## What needs to be done
From the entries below, return exactly the lines beginning at the one that contains "bboxes = imdetect(img, 'footprint in snow')" and ending at the one that contains "bboxes = imdetect(img, 'tree line')", both of them included, and only those lines.

[Collected data]
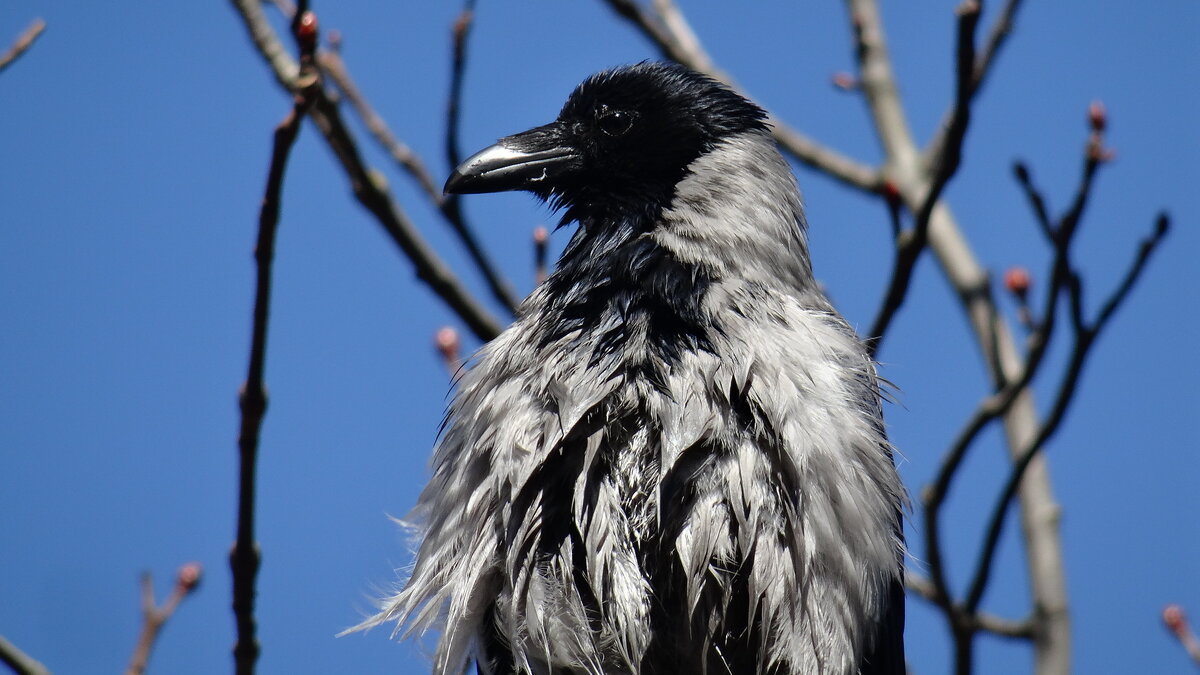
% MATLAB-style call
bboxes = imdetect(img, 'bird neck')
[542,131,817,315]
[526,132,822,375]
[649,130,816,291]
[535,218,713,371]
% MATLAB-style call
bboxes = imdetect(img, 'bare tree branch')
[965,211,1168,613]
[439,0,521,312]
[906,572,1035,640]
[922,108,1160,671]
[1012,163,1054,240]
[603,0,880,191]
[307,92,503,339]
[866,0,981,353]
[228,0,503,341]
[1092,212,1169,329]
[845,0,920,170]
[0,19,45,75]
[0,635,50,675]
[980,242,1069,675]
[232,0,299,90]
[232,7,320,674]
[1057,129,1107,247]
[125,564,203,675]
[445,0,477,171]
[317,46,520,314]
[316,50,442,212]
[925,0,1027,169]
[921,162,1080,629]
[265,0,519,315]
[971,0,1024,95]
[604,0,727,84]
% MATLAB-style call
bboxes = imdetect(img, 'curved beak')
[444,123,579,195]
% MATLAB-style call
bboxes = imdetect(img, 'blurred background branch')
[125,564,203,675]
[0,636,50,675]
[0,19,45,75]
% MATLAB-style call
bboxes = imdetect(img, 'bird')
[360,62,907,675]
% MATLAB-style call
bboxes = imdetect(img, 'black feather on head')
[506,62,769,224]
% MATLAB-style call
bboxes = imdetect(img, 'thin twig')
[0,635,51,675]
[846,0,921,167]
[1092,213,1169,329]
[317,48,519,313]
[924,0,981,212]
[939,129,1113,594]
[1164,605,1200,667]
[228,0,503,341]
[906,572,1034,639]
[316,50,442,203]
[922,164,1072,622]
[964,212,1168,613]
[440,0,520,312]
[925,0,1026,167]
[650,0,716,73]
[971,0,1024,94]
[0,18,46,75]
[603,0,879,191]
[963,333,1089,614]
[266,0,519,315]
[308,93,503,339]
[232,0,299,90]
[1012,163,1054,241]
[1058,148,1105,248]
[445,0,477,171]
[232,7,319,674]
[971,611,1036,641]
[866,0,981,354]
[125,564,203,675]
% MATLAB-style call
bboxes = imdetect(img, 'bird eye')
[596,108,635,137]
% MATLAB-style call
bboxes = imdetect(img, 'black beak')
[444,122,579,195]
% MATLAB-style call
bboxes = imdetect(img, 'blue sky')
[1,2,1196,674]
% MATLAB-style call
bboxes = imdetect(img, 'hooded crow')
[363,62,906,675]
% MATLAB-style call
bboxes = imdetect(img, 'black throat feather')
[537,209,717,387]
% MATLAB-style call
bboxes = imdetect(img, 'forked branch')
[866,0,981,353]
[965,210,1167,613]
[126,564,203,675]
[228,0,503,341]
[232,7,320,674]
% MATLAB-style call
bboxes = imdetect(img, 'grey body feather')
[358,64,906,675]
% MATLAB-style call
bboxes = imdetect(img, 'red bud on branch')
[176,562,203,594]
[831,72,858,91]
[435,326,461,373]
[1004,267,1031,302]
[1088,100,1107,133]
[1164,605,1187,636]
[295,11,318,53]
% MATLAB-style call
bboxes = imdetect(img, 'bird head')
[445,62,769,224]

--

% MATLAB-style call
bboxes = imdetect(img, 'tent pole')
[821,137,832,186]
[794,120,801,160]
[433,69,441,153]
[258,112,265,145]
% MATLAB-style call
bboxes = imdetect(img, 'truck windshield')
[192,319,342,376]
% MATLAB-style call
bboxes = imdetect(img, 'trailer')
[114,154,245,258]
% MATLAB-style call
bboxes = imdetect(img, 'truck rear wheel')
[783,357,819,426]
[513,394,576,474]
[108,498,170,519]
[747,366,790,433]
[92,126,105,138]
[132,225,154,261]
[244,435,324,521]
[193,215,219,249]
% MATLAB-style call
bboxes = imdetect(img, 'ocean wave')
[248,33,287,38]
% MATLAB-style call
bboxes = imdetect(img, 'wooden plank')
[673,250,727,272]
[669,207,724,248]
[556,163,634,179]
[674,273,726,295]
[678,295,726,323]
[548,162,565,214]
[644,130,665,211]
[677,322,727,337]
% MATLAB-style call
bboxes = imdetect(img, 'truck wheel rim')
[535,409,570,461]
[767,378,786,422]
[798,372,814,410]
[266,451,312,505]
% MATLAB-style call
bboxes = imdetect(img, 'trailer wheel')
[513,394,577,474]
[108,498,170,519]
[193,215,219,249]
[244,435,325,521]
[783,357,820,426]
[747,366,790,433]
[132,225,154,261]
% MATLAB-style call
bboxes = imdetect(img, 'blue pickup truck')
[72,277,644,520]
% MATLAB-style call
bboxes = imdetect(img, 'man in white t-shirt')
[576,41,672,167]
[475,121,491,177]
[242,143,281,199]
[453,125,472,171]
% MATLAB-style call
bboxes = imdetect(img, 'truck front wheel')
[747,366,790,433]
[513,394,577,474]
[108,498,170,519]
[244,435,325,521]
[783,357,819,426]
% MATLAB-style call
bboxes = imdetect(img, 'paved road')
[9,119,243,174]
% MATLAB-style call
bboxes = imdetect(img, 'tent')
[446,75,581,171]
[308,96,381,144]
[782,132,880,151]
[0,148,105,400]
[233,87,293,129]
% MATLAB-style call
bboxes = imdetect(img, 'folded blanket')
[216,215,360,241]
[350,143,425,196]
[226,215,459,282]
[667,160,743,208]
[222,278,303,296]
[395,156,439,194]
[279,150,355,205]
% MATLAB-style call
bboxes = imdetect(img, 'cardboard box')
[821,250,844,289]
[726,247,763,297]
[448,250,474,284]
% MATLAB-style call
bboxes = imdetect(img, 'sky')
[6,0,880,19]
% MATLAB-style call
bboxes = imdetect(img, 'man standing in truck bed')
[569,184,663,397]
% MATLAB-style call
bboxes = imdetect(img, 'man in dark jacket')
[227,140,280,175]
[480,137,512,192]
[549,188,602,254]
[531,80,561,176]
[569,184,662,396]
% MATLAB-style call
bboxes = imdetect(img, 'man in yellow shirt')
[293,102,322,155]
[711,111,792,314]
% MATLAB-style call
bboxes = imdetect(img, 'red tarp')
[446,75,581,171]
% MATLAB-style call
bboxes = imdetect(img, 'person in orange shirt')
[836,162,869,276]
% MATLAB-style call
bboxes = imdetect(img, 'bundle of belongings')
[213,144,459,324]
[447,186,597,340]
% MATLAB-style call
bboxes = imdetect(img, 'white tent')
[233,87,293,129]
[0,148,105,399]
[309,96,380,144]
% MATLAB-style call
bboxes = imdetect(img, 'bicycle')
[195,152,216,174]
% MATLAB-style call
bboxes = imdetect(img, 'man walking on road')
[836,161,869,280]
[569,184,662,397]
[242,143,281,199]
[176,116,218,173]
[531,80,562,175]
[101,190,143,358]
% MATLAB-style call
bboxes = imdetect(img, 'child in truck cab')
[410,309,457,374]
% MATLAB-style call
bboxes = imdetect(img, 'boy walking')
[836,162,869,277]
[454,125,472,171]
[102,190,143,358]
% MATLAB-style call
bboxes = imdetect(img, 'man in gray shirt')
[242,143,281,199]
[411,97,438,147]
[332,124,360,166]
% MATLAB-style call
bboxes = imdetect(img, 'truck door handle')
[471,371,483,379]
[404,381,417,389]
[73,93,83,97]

---

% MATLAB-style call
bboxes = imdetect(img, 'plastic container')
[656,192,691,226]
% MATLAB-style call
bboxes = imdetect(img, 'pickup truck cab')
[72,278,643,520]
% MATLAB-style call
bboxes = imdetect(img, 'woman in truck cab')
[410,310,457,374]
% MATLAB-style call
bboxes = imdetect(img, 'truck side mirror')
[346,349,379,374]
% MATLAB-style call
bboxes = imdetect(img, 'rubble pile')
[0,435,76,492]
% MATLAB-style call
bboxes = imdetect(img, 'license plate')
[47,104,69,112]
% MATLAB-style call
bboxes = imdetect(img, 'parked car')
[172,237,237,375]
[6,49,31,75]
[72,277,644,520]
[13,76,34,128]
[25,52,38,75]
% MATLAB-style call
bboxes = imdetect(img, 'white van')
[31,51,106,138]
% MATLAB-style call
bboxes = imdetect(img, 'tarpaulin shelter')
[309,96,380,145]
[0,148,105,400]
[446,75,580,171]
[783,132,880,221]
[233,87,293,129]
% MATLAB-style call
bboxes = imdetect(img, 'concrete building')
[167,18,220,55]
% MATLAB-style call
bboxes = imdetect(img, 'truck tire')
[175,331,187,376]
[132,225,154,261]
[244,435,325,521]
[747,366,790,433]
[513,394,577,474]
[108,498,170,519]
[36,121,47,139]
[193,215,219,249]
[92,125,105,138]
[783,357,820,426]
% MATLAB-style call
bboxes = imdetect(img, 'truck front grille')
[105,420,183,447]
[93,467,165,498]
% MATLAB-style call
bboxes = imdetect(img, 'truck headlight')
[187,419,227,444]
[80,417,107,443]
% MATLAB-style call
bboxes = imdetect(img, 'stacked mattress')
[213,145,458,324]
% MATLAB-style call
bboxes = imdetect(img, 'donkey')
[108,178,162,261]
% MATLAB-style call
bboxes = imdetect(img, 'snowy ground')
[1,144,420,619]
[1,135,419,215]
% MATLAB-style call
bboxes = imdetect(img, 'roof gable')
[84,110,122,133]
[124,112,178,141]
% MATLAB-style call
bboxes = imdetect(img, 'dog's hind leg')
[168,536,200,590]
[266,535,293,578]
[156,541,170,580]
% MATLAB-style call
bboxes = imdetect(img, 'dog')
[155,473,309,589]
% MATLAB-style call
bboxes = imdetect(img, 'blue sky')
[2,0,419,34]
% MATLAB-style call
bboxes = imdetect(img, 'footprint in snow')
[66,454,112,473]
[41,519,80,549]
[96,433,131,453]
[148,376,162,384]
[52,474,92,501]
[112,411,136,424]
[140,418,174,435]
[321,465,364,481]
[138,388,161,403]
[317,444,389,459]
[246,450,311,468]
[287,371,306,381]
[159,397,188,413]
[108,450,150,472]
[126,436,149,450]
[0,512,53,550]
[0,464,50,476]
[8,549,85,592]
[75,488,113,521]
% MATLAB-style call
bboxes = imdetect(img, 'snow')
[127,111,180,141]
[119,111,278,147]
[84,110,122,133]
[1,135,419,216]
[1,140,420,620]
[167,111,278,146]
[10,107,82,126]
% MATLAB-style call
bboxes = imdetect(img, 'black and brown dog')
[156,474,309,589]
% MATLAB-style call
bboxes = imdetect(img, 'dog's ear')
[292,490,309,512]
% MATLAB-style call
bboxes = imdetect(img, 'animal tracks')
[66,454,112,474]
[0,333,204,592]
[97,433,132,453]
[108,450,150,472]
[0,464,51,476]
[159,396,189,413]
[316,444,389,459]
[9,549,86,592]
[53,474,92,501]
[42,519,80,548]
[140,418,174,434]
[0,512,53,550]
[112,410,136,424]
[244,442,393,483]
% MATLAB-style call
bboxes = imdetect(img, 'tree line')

## Exercise response
bboxes = imdetect(img, 'footprint in snow')
[66,454,112,473]
[41,519,80,549]
[96,433,131,453]
[148,376,162,384]
[52,474,92,501]
[112,411,136,424]
[140,418,174,435]
[321,465,364,481]
[138,388,161,403]
[317,444,389,459]
[246,450,311,468]
[287,371,306,381]
[159,397,188,413]
[108,450,150,472]
[126,436,149,450]
[0,512,53,550]
[0,464,50,476]
[8,549,85,592]
[75,488,113,521]
% MATLAB-style call
bboxes = imdetect(img, 'snow')
[127,111,180,141]
[119,111,278,147]
[84,110,122,133]
[1,135,419,216]
[1,140,420,620]
[167,111,278,146]
[10,107,82,126]
% MATLAB-style call
bboxes = imdetect(img, 'black and brown dog')
[156,474,309,589]
% MATLAB-style call
bboxes = imdetect(img, 'dog's ear')
[292,490,309,512]
% MATLAB-style call
bboxes = imdetect(img, 'animal tracks')
[66,454,112,474]
[0,333,204,592]
[97,433,132,453]
[108,450,150,472]
[0,464,51,476]
[159,396,189,413]
[316,444,389,459]
[9,549,86,592]
[53,474,92,501]
[42,519,80,548]
[140,418,174,434]
[0,512,53,550]
[112,410,136,424]
[244,442,393,483]
% MATLAB-style call
bboxes = imdetect(img, 'tree line')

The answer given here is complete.